Rewrite the data below with "blanket" changed to "quilt" and nothing else altered, and leave the pictures out.

** START OF Dataset entries **

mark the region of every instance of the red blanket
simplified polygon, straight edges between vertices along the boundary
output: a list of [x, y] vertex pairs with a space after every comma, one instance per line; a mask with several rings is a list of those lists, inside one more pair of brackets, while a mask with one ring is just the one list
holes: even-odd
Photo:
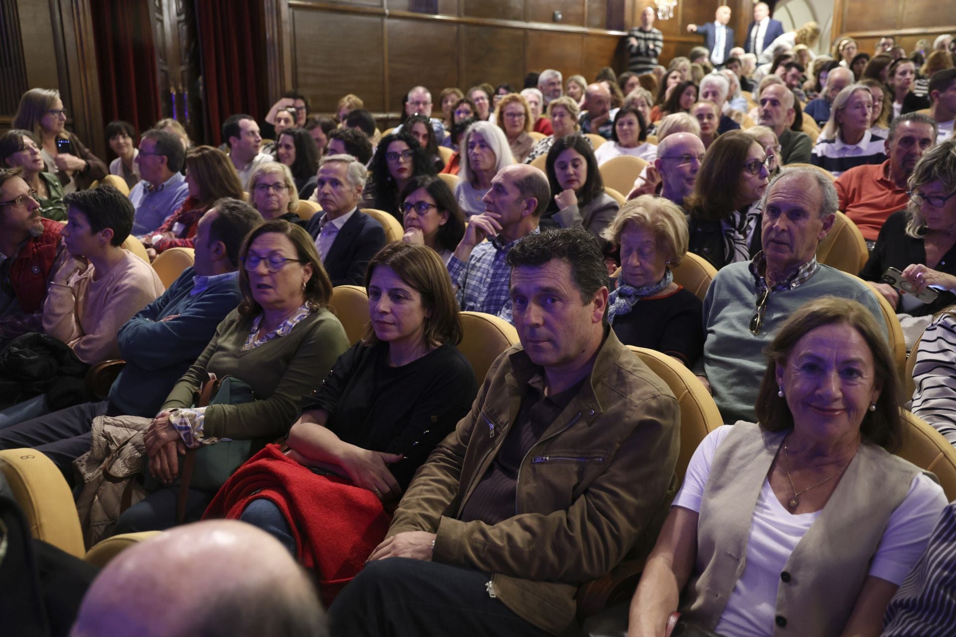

** END OF Dataset entries **

# Written reply
mark the region of every instance of the red quilt
simplified polygon, straight edges between vertices along the boundary
output: a list of [x, y] vertex pairs with a space after every comma, one instance per line; a mask with several rings is a list of those lists, inside one more pair of brackets, while a mask with one ring is just the one list
holes: even-odd
Photo:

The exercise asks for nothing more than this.